FRAGMENTEN DATASET ->
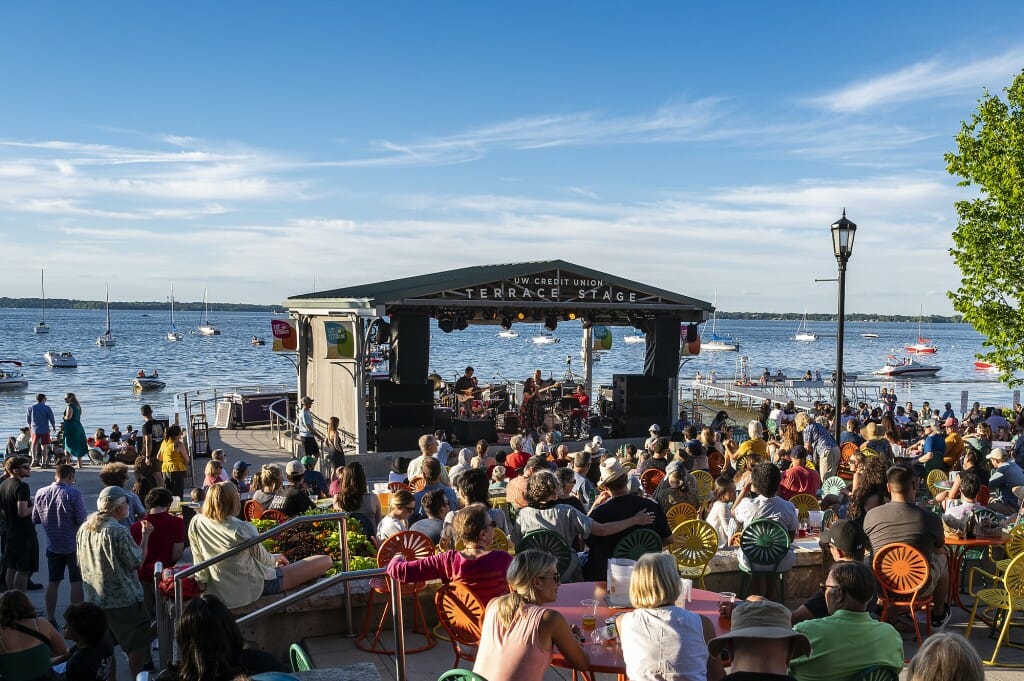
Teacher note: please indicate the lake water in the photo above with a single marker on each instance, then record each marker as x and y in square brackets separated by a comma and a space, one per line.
[102, 379]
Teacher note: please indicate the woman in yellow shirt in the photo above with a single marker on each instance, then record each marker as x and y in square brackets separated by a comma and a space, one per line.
[174, 460]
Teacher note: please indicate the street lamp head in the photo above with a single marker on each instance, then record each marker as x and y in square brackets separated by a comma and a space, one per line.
[843, 232]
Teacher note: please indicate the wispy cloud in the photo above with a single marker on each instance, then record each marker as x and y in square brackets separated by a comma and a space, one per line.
[940, 77]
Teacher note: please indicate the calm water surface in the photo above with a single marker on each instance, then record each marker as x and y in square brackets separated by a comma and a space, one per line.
[102, 379]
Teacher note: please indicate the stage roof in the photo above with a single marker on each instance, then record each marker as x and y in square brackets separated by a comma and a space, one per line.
[489, 292]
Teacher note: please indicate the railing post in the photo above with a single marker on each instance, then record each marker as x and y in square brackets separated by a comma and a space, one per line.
[399, 629]
[343, 538]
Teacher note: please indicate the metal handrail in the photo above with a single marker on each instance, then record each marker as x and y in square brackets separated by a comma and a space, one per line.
[340, 516]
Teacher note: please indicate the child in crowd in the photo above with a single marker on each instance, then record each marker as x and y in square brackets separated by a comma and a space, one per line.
[720, 515]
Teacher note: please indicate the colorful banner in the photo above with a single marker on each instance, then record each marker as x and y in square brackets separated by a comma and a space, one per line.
[601, 338]
[340, 340]
[286, 339]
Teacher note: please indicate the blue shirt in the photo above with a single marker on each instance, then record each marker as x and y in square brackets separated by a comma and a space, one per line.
[40, 417]
[60, 510]
[1004, 479]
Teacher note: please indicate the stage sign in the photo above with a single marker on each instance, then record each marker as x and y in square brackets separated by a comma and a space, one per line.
[285, 337]
[340, 340]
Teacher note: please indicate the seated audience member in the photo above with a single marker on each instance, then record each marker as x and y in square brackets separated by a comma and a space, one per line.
[946, 656]
[245, 577]
[798, 478]
[91, 656]
[399, 511]
[660, 640]
[616, 505]
[764, 481]
[901, 520]
[212, 647]
[847, 640]
[844, 541]
[720, 515]
[293, 500]
[761, 642]
[29, 644]
[476, 565]
[434, 505]
[167, 542]
[519, 634]
[431, 481]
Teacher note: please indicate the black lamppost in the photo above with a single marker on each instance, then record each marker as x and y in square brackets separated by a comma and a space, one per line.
[843, 232]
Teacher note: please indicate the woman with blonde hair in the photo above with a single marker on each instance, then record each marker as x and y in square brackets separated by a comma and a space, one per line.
[945, 656]
[266, 482]
[248, 576]
[660, 640]
[519, 635]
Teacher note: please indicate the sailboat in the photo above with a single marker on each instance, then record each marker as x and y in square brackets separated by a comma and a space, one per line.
[107, 340]
[41, 326]
[924, 345]
[173, 334]
[715, 343]
[207, 329]
[804, 331]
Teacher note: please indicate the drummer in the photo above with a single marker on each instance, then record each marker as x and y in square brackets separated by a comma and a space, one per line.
[465, 390]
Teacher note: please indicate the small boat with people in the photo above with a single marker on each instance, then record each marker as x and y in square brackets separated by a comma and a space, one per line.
[906, 367]
[11, 377]
[60, 358]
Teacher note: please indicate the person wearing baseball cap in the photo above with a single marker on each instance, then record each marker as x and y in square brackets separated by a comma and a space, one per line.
[845, 541]
[761, 641]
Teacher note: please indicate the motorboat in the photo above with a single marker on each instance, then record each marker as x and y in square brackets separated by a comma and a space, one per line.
[107, 340]
[60, 359]
[172, 333]
[804, 331]
[545, 338]
[207, 329]
[146, 383]
[41, 327]
[906, 367]
[11, 377]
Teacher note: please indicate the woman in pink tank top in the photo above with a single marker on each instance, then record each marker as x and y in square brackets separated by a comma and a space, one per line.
[519, 634]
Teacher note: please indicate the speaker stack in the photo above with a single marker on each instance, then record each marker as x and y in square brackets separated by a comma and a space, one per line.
[402, 413]
[639, 400]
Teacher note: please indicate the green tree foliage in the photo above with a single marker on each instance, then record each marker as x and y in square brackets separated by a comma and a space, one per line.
[989, 238]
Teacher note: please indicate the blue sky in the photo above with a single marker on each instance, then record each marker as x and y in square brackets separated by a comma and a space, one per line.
[253, 147]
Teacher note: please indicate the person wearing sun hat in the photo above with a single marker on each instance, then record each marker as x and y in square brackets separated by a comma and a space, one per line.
[761, 642]
[615, 503]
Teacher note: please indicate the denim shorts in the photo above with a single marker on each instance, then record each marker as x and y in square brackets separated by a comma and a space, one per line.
[56, 562]
[273, 586]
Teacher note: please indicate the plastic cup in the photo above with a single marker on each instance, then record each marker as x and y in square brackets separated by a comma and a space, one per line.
[589, 622]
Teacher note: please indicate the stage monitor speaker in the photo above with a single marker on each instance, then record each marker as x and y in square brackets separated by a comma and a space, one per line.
[468, 431]
[398, 438]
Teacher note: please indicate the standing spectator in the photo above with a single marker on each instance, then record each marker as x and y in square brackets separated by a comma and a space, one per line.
[91, 658]
[174, 460]
[761, 642]
[40, 419]
[849, 587]
[20, 543]
[74, 440]
[60, 510]
[307, 429]
[167, 542]
[110, 559]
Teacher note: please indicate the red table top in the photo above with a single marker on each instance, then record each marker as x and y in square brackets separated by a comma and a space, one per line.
[609, 658]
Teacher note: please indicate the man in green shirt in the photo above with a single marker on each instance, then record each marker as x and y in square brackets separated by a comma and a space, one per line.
[848, 640]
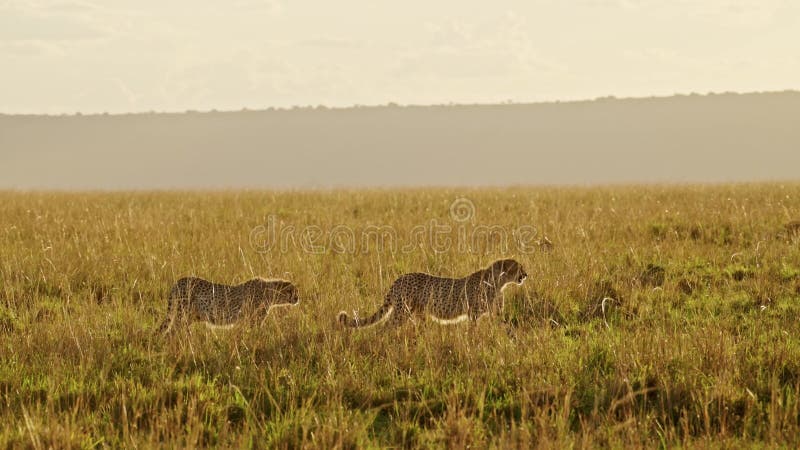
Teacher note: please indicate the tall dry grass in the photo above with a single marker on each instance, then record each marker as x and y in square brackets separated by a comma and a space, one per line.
[697, 343]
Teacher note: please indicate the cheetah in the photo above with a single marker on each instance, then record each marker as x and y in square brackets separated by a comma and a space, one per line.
[195, 299]
[445, 300]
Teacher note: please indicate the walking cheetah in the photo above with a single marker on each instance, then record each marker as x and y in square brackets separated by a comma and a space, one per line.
[195, 299]
[445, 300]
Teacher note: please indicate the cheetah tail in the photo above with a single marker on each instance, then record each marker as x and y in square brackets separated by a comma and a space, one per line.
[382, 313]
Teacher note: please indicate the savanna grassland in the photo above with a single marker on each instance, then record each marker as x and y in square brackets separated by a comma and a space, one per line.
[653, 316]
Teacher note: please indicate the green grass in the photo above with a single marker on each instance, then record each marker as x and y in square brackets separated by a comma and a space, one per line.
[699, 347]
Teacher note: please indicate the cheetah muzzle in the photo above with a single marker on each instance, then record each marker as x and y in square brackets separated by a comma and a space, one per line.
[195, 299]
[445, 300]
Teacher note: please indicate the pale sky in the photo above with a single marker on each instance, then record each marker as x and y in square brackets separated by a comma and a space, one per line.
[174, 55]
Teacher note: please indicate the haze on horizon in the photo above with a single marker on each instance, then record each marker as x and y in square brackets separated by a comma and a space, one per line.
[66, 56]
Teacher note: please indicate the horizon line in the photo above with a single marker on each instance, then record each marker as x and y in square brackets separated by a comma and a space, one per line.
[392, 104]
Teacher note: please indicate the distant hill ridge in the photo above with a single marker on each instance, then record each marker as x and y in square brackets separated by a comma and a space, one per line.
[684, 138]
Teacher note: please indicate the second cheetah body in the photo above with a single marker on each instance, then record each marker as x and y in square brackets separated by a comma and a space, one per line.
[444, 300]
[195, 299]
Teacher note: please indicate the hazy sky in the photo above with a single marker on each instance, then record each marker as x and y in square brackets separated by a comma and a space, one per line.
[139, 55]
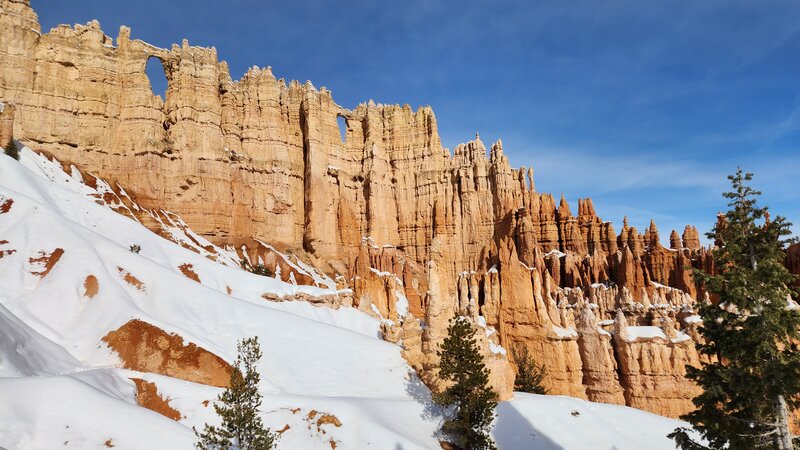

INSTRUCTIES OEFENING -> Geef alle regels van de items hierboven alsjeblieft weer als genummerde lijst, zonder lege regels. Laat de afbeeldingen daarbij weg.

ANTWOORD OPDRACHT ->
1. Teacher note: please indicate the lake water in the photo above with a single marker on each instance, then record each marker as x and y in square brackets separated by a comma and a space, one per line.
2. [102, 379]
3. Teacher note: please indicate the woman in yellow shirt in the photo above with a single marker on each instance, then record each marker as x and y in square brackets separated by a comma and a space, one per line.
4. [174, 460]
5. Teacher note: please indicate the street lamp head in the photo above with a single marker on each instance, then record each marker as x and y in square brackets separated by a comma and a space, one per line.
6. [843, 232]
7. Teacher note: please indicate the wispy cloud in the photo above with a single marker on each instance, then record each marker as x and y in square brackets separated by a comma and a space, one per line.
8. [940, 77]
9. Teacher note: please indicate the calm water surface in the photo above with a single marker on each instance, then record each marker as x and y in square brackets separated by a comma and a space, one per line.
10. [102, 379]
11. Teacher note: please indicate the stage roof in the photo above with a single marker on each instance, then record each marker as x and y in square brackets separated by a comma and a space, one per line.
12. [489, 292]
13. Teacher note: please indicate the railing post in the photo above with a single marker on each instance, then record each marker as x and y in square brackets separated by a comma and a space, one per line.
14. [399, 629]
15. [343, 538]
16. Teacher note: please indicate the metal handrail in the photo above with a single marker on each instance, then record each marker as x and y in square brackets separated by a comma and a space, one per line.
17. [340, 516]
18. Teacher note: please indicate the child in crowd in the photo above with a single marker on each instance, then record each marker as x and y in square brackets separated by a comma and a space, one per line.
19. [720, 515]
20. Teacher note: please indicate the colorful banner in the photo above with a single marker on each instance, then record each marker as x and y in square brackets separated by a comma and a space, one per line.
21. [601, 338]
22. [340, 340]
23. [286, 339]
24. Teacher note: please indicate the blue shirt in the photo above with a single marker on each instance, then record each marker as x and y in square brackets separated by a comma and a space, one per line.
25. [40, 417]
26. [60, 510]
27. [1004, 479]
28. Teacher note: please indicate the stage sign in the photo above with a single marker on each instance, then record each marker as x and y in square brackets separated by a comma and a space, one per line.
29. [285, 337]
30. [340, 340]
31. Teacher note: please indicate the seated audience member in the photo above with a single marker on each instance, then record each marker as x and y in square brackets separated by a comma and a space, one per line.
32. [946, 656]
33. [245, 577]
34. [798, 478]
35. [91, 656]
36. [399, 511]
37. [660, 640]
38. [616, 505]
39. [764, 481]
40. [901, 520]
41. [212, 647]
42. [847, 640]
43. [844, 541]
44. [720, 515]
45. [293, 500]
46. [761, 642]
47. [29, 644]
48. [476, 565]
49. [434, 505]
50. [167, 542]
51. [519, 634]
52. [431, 481]
53. Teacher note: please indicate the black lamppost in the photo above with a single marker on each instance, then record each marker as x and y in square brackets separated by a comma and a space, one per line.
54. [843, 232]
55. Teacher note: please indicate the woman with blonde hair in the photo above with a single marker on each instance, then record each marker as x and y in square brackets separated by a comma and a space, one per line.
56. [945, 656]
57. [266, 482]
58. [248, 576]
59. [660, 640]
60. [519, 635]
61. Teacher note: please indicate the sailboat in the photo above with a single marker on each instance, then record each marker as x and y in square brackets separated by a comma and a space, one per line.
62. [107, 340]
63. [41, 326]
64. [924, 345]
65. [173, 334]
66. [715, 343]
67. [207, 329]
68. [804, 331]
69. Teacher note: please indicate the drummer in the photo above with a single marker on each instance, then record each marker as x and y in square brackets separated by a comma and a space, one per line.
70. [465, 390]
71. Teacher note: please indicate the small boat with people in the photo above with a single marker on each instance, then record each marker as x and y in square brackets separated by a comma and a space, one per line.
72. [906, 367]
73. [11, 377]
74. [60, 358]
75. Teacher note: please indicate the person wearing baseball cap in the photo above with a single marker on each instance, then record each marker as x and y in square brackets separated by a comma and a space, one per line.
76. [845, 541]
77. [761, 641]
78. Teacher note: please indicate the motorboat in the photo above with a single marker on each instance, then record each marker as x and y in square brackets separated by a comma and a space, one per line.
79. [107, 340]
80. [60, 359]
81. [172, 333]
82. [804, 331]
83. [545, 338]
84. [207, 329]
85. [146, 383]
86. [41, 327]
87. [906, 367]
88. [11, 377]
89. Teacher note: please indicate the woman in pink tank top in the photo above with a single marker on each instance, then record each marker as x and y in square brackets separated by a comma and a space, one per line.
90. [519, 634]
91. Teacher note: please indicate the speaker stack in the photo above with a single marker on each instance, then record each marker as x and y in square brackets separated by a comma and a space, one per line.
92. [402, 413]
93. [639, 400]
94. Teacher note: please indicate the green tree foliage in the photo above with a single marker on each instance, then record each marker as x and y in square brackets separated by a comma and a space, one per line.
95. [989, 238]
96. Teacher note: please indicate the blue sky in the photo above with a single marker on each instance, then record each marker as x and y in square brackets separated by a comma and a space, one per line.
97. [253, 147]
98. Teacher note: please indicate the person wearing sun hat in the photo above with a single marker on each instance, then record each marker as x and y in square brackets separated by a comma and a space, one per line.
99. [761, 642]
100. [615, 503]
101. Teacher note: please indicate the denim shorts in the photo above with a single marker on each instance, then record each marker as x and y in square brackets separated by a comma and a space, one per line.
102. [56, 562]
103. [273, 586]
104. Teacher note: please indicate the plastic cup in the photo above with a single marker on each instance, then record each marker as x and y in square brackets separated by a comma and a space, one per line.
105. [589, 622]
106. Teacher note: please indicate the stage monitor speaker in the photo above with a single marker on each instance, then record each marker as x and y in square brackets separated by a comma and a space, one per line.
107. [468, 431]
108. [398, 438]
109. Teacher note: please indicate the standing spectator in the photo above with a single marker on each instance, then record each marker as x and y in square brackets separated by a comma and a space, one per line.
110. [91, 658]
111. [174, 460]
112. [761, 642]
113. [40, 419]
114. [849, 587]
115. [20, 543]
116. [74, 440]
117. [60, 510]
118. [307, 429]
119. [167, 542]
120. [110, 559]
121. Teacher note: please indicate the red table top in the photo above with a single marker on each instance, then record each marker as x and y in square brackets separated by a comma and a space, one per line.
122. [609, 658]
123. Teacher note: please indicate the man in green shirt in the photo above with a single marker on each instance, then record each marker as x and y in square brackets separated by a comma and a space, one per line.
124. [848, 640]
125. Teacher note: please indicate the tall dry grass in the photo above with a single marker on each instance, then record each marker as x and y in square brackets separated by a comma and a space, one per line.
126. [697, 343]
127. Teacher note: please indicate the cheetah in the photo above with a single marker on each instance, then record each marker as x and y in square brackets separated by a comma and a space, one per line.
128. [195, 299]
129. [445, 300]
130. Teacher note: please indicate the walking cheetah in the photo above with a single marker on each instance, then record each marker as x and y in square brackets separated by a comma and a space, one per line.
131. [195, 299]
132. [445, 300]
133. Teacher note: please indicate the cheetah tail in the photo above with a single marker on each instance, then record each marker as x and y in square brackets separated by a comma and a space, one per line.
134. [382, 313]
135. Teacher note: please indicate the savanna grassland in the photo above with a single marker on each instance, then record each marker as x and y in square brackets separated by a comma and a space, one per line.
136. [653, 316]
137. Teacher note: please indicate the green grass in the photo above with a single marker on each instance, then record each marker as x and y in square brackets separated by a comma and a space, one per line.
138. [699, 347]
139. Teacher note: please indicate the cheetah muzzle in the photo above with a single marker on each instance, then record each marker as x and y in square brackets separated by a comma and a space, one per line.
140. [195, 299]
141. [445, 300]
142. Teacher note: please indicate the pale sky in the photo above with a single marker on each instance, then record each marker as x and y in square brackets separated by a comma and a space, one per line.
143. [174, 55]
144. Teacher note: please indicate the haze on horizon in the photo above with a single marker on each instance, then record each marker as x and y in square brackets separated by a comma and a space, one per line.
145. [66, 56]
146. Teacher note: please indicate the horizon line in the photo above with a single marker on each instance, then record each marker as x and y in square brackets separated by a comma and a space, one per line.
147. [392, 104]
148. Teacher note: please indicate the distant hill ridge in the photo above with a single marker on each instance, then record each marker as x and y in square brackets separated by a comma and a space, one per line.
149. [684, 138]
150. Teacher note: please indicate the second cheetah body in the photo above with a single marker on each instance, then record each marker as x and y in square brackets separated by a comma and a space, one per line.
151. [444, 300]
152. [195, 299]
153. Teacher note: please indicate the hazy sky in the photo above with a single marker on each instance, then record each marker as x and y in square brackets separated by a comma and a space, one per line.
154. [139, 55]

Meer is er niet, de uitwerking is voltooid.